→ Selected passage
Begin
Search code examples
windowsbatch-filefindstr

How to sort .pdf based on their content using CMD


I have like 200 PDF documents that will be saved in a folder (every day), I have to sort them based on a their content. (All pdf-documents have the string "X_P1" or "X_P2" in it)

My first step is to convert the .pdf file to a.txt files using XPDF:

for /r %%i in (*pdf) do "C:\Users\xxx\pdftotext.exe" -layout "%%i"

So I end up with 200 PDF files and 200 text files in a folder.

Looks like this:

p100.pdf
p100.txt
p101.pdf
p101.txt
...

So for the next step I thought of searching for the string "X_P1" in the .txt file with FINDSTR and save the filename as a variable. (e.g. p100) Next step: Move all files that name is the same as the variabel to a folder.

I'm not very familiar with batch/powershell so how can I work with the result from FINDSTR. I thought of maybe using the errorlevels? So if I get ERORRLEVEL 0 move to folder 1 .


Solution

  • (All pdf-documents have the string "X_P1" or "X_P2" in it)

    Sort them based on their content.

    Convert a .pdf to text. If you find "X_P1" move to xp1 if not move to xp2.
End
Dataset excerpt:
Begin
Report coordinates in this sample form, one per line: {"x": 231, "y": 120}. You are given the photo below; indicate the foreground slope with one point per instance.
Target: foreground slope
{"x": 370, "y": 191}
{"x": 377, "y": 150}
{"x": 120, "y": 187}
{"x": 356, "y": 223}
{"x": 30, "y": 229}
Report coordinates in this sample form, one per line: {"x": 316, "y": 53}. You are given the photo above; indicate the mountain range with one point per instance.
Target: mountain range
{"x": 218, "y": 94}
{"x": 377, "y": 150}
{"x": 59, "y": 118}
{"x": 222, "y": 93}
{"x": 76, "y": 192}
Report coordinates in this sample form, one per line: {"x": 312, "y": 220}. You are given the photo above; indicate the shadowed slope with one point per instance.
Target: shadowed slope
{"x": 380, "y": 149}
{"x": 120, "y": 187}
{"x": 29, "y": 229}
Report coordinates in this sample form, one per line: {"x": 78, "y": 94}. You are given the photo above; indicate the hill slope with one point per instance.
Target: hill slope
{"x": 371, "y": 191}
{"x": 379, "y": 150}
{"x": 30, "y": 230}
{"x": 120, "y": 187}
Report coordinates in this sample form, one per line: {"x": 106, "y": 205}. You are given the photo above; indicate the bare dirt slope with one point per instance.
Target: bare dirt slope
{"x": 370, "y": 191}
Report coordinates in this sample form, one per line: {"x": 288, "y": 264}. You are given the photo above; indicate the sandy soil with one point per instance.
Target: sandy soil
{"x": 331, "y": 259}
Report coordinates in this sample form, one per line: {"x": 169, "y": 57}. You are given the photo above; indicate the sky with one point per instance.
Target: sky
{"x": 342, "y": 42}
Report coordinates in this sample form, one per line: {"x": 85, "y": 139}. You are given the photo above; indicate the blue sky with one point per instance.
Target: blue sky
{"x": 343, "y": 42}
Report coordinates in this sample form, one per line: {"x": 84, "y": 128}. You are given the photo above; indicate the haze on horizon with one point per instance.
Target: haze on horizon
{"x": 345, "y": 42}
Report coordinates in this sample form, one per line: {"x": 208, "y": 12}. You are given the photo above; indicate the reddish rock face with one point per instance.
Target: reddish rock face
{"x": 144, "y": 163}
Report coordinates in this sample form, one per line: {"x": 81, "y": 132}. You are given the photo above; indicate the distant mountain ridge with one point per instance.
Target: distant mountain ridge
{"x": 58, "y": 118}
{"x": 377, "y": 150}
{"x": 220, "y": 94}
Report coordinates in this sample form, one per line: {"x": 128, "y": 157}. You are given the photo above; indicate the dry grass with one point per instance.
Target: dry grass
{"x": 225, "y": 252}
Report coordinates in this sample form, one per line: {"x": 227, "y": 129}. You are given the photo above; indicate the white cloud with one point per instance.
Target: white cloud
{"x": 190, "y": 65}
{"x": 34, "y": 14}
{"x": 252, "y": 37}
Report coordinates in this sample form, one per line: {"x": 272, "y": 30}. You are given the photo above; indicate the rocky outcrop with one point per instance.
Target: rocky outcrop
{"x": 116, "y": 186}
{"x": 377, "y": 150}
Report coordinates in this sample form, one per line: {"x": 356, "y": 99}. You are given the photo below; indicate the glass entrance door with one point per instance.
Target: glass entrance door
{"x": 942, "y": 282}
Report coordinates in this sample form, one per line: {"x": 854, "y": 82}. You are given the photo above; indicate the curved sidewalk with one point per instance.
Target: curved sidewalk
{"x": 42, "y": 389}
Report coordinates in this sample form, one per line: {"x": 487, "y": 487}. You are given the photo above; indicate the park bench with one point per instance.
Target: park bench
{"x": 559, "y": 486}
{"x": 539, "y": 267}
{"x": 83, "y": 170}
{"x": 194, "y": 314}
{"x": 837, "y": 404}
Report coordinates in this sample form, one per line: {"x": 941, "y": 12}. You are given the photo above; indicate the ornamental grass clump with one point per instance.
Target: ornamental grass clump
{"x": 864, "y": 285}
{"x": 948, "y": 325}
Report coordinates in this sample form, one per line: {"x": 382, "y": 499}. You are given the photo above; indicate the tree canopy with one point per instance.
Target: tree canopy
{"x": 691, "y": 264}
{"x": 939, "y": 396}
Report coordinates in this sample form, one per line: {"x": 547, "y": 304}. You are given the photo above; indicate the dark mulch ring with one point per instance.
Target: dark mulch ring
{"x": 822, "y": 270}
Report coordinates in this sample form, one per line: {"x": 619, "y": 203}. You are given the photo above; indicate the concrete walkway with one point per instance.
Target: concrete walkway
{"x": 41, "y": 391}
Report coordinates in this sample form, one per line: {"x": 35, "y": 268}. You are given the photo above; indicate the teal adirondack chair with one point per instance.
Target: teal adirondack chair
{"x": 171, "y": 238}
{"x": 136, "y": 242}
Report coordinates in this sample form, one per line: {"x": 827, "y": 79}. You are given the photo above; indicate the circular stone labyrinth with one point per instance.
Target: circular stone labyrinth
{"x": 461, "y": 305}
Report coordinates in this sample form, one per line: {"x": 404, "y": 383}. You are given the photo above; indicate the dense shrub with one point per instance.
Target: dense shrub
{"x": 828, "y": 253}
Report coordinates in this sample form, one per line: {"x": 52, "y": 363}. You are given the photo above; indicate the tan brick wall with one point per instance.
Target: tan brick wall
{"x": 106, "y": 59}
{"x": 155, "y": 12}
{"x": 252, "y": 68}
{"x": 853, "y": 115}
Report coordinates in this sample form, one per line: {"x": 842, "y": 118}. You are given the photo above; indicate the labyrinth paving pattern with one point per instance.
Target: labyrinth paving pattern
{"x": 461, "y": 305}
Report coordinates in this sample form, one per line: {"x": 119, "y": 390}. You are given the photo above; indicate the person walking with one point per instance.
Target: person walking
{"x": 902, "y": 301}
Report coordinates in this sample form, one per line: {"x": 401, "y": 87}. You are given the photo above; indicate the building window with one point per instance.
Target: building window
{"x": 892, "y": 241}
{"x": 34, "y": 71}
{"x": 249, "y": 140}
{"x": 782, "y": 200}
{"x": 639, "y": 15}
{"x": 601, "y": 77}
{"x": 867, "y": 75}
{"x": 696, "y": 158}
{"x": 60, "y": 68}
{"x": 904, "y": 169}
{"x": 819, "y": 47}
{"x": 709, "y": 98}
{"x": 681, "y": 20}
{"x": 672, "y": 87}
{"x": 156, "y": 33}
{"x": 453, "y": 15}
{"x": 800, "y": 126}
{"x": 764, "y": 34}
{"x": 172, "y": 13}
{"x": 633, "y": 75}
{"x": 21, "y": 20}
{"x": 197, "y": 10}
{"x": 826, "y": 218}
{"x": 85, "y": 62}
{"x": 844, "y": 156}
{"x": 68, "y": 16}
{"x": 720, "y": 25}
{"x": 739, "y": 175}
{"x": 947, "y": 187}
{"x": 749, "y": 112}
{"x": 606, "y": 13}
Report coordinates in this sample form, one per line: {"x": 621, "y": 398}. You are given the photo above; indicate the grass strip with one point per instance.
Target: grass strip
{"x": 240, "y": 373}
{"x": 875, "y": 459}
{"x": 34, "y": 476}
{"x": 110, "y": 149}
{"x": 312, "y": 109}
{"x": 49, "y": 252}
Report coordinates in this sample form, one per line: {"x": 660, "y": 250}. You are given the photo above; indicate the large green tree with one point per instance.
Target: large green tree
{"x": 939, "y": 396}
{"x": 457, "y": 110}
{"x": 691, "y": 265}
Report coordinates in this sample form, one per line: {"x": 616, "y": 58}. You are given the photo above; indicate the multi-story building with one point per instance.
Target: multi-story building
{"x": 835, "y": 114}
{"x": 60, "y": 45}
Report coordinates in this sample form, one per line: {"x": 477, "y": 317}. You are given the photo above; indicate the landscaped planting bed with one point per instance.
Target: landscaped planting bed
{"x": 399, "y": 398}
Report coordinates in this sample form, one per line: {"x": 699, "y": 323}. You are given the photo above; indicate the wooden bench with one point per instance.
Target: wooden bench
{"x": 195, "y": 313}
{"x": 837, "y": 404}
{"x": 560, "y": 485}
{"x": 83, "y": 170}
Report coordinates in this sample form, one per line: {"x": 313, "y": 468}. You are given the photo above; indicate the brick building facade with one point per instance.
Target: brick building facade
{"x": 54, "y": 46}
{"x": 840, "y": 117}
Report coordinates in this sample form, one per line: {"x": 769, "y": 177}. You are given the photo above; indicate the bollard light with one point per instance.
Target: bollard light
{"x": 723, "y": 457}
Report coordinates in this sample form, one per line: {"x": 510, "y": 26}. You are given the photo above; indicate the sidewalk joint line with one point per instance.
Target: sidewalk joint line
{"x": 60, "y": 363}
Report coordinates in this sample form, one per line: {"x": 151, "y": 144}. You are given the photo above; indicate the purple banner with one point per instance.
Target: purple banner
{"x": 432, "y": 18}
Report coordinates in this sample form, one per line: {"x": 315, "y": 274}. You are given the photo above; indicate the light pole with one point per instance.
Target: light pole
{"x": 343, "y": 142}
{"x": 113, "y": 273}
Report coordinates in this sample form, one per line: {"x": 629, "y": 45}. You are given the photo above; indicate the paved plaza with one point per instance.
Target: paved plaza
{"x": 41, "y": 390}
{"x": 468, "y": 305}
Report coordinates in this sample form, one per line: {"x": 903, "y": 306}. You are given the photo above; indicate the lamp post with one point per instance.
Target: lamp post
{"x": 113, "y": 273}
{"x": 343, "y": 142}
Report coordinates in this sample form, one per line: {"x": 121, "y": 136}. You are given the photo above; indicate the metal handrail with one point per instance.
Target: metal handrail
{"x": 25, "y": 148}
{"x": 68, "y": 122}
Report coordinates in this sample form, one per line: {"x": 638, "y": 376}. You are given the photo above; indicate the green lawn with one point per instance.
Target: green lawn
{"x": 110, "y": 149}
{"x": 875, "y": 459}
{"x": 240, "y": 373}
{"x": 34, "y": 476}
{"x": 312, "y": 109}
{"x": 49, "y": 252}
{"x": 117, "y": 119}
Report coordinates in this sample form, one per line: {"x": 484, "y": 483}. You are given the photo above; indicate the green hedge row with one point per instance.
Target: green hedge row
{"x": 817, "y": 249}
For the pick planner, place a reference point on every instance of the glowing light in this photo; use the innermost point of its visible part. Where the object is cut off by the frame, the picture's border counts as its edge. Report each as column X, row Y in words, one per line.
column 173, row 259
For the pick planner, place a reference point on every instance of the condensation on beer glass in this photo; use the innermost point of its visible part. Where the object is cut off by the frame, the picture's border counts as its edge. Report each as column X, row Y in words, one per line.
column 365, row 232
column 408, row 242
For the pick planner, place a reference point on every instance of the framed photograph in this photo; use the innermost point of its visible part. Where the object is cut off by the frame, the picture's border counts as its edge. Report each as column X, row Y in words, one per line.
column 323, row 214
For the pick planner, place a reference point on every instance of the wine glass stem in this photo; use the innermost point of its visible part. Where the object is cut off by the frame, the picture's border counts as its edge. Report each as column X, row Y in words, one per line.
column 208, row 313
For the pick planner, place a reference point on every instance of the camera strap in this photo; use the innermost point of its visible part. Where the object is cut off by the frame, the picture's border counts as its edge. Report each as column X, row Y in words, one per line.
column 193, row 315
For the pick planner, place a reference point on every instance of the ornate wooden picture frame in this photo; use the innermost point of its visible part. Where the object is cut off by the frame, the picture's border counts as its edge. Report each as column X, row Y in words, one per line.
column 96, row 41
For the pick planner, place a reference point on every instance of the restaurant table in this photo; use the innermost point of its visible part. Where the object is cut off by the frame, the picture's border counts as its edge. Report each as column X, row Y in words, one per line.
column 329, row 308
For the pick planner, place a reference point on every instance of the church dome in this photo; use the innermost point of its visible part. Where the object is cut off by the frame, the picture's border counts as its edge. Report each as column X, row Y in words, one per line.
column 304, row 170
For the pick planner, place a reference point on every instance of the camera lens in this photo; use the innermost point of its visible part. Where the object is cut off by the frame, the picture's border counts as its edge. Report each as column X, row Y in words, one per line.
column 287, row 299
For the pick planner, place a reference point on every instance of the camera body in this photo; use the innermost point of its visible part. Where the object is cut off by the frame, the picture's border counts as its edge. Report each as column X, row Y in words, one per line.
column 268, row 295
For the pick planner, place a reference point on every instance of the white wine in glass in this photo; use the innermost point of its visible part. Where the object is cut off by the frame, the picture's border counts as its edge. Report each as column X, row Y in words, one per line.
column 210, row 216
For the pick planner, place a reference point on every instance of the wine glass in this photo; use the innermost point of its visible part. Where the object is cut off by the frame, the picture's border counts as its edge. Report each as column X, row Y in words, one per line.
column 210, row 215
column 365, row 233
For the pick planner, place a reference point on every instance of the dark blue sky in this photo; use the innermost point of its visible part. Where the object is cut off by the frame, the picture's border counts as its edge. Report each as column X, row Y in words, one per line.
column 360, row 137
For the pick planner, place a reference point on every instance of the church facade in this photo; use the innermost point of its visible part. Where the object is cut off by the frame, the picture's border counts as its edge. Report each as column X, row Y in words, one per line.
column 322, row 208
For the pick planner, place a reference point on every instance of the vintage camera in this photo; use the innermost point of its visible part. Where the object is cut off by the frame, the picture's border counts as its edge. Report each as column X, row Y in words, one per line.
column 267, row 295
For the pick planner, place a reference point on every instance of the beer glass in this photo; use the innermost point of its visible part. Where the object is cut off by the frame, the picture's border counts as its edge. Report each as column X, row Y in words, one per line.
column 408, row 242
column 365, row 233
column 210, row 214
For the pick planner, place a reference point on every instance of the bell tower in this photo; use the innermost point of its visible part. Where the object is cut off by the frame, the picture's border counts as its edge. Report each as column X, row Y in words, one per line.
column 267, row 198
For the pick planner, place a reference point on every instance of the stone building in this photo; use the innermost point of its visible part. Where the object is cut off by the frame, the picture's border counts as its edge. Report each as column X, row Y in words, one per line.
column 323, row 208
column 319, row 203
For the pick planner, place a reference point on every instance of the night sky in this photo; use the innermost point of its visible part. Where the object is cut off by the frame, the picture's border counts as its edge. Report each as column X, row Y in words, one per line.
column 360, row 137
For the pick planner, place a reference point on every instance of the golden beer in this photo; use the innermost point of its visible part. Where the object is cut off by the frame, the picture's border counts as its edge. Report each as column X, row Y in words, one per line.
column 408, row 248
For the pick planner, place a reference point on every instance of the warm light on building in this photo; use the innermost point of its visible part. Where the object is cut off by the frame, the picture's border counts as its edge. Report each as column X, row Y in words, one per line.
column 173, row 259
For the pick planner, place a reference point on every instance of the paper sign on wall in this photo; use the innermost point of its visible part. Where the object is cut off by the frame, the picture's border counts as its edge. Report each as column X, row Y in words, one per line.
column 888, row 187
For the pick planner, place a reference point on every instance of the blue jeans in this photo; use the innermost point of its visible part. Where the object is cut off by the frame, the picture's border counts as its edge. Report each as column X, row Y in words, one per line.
End
→ Task
Please restate the forum post on sorting PDFs by content, starting at "I'm not very" and ending at "move to xp2.", and swap "xp2" for "xp_other".

→ Solution to this problem
I'm not very familiar with batch/powershell so how can I work with the result from FINDSTR. I thought of maybe using the errorlevels? So if I get ERORRLEVEL 0 move to folder 1 .


Solution

  • (All pdf-documents have the string "X_P1" or "X_P2" in it)

    Sort them based on their content.

    Convert a .pdf to text. If you find "X_P1" move to xp1 if not move to xp_other.